— BEGIN SOURCE MATERIAL —
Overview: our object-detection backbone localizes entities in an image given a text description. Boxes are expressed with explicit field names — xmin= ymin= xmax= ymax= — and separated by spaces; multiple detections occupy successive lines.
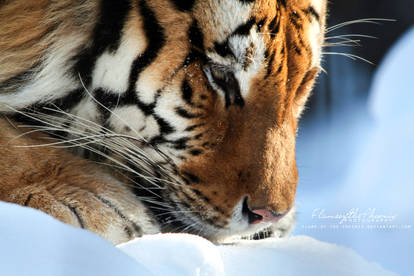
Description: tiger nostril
xmin=242 ymin=196 xmax=289 ymax=224
xmin=252 ymin=209 xmax=286 ymax=223
xmin=242 ymin=196 xmax=263 ymax=224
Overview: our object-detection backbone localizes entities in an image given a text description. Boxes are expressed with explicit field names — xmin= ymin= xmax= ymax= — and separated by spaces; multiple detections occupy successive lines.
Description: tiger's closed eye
xmin=204 ymin=64 xmax=244 ymax=108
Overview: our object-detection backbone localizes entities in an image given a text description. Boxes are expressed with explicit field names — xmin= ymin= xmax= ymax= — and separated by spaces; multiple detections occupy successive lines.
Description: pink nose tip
xmin=252 ymin=209 xmax=284 ymax=224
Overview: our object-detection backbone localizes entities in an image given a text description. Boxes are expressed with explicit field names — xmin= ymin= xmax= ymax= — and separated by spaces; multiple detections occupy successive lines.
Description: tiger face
xmin=113 ymin=0 xmax=325 ymax=239
xmin=0 ymin=0 xmax=326 ymax=239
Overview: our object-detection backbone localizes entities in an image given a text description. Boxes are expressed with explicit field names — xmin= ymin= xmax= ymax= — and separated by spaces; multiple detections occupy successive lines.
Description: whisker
xmin=325 ymin=18 xmax=396 ymax=34
xmin=322 ymin=52 xmax=375 ymax=65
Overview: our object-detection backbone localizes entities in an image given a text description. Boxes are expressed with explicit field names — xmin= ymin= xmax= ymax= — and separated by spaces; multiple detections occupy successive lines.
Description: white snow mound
xmin=0 ymin=202 xmax=402 ymax=276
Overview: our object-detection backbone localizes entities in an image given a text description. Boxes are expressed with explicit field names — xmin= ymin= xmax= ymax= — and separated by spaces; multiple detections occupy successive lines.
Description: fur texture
xmin=0 ymin=0 xmax=326 ymax=242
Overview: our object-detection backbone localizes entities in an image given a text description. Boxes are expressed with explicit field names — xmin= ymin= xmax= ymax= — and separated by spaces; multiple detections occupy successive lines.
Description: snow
xmin=0 ymin=203 xmax=397 ymax=276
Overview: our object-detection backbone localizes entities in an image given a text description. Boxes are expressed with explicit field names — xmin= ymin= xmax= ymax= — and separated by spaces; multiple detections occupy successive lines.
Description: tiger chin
xmin=0 ymin=0 xmax=326 ymax=244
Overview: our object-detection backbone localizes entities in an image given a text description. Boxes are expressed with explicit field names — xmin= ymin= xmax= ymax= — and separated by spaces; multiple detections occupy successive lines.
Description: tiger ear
xmin=293 ymin=67 xmax=319 ymax=118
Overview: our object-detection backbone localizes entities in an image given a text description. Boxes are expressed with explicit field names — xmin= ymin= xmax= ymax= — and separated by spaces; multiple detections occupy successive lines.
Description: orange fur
xmin=0 ymin=0 xmax=325 ymax=242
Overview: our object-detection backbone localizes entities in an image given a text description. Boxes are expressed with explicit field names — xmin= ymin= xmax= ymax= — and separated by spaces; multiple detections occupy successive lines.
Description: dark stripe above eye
xmin=181 ymin=80 xmax=193 ymax=105
xmin=233 ymin=18 xmax=256 ymax=35
xmin=269 ymin=16 xmax=280 ymax=38
xmin=128 ymin=0 xmax=165 ymax=93
xmin=171 ymin=0 xmax=195 ymax=12
xmin=214 ymin=40 xmax=235 ymax=57
xmin=303 ymin=6 xmax=320 ymax=21
xmin=188 ymin=20 xmax=204 ymax=50
xmin=73 ymin=0 xmax=131 ymax=86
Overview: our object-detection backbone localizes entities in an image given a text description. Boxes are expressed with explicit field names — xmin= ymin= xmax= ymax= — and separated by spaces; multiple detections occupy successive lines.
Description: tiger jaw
xmin=161 ymin=192 xmax=296 ymax=239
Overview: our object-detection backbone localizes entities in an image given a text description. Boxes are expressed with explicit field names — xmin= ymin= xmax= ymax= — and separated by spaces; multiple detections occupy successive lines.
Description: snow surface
xmin=0 ymin=203 xmax=397 ymax=276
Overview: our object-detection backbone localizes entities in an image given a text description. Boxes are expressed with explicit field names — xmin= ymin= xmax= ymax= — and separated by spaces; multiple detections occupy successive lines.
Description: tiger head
xmin=103 ymin=0 xmax=326 ymax=239
xmin=0 ymin=0 xmax=326 ymax=239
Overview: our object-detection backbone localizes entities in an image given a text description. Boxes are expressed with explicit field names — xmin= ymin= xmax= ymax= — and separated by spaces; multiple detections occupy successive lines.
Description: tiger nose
xmin=249 ymin=209 xmax=286 ymax=224
xmin=242 ymin=198 xmax=289 ymax=224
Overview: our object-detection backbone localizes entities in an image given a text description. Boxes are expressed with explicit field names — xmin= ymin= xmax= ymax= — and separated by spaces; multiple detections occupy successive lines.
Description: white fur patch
xmin=92 ymin=32 xmax=146 ymax=93
xmin=0 ymin=35 xmax=84 ymax=112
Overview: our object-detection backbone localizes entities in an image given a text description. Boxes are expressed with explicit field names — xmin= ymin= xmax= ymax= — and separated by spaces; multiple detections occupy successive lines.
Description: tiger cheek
xmin=176 ymin=85 xmax=297 ymax=218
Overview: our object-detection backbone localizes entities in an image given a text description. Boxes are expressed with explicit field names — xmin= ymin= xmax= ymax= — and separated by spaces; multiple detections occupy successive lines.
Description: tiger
xmin=0 ymin=0 xmax=327 ymax=244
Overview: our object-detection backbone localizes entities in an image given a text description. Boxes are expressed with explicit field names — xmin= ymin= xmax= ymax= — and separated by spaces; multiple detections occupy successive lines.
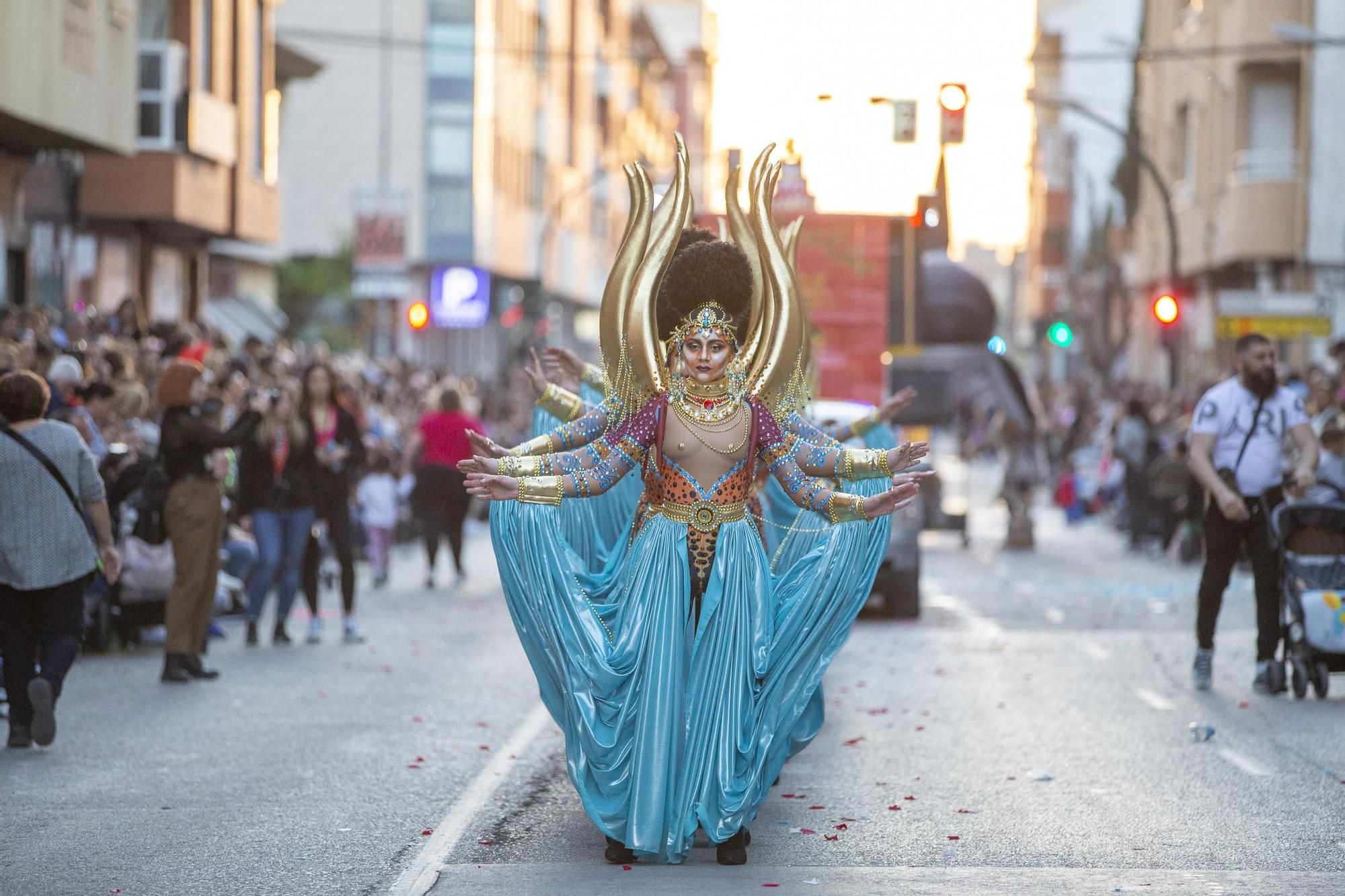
— END SOURCE MATERIAL —
*WHAT IS EXPECTED*: Please count the lines in the records above that contain the word "white". Reply with the number alone.

*RESULT BELOW*: 2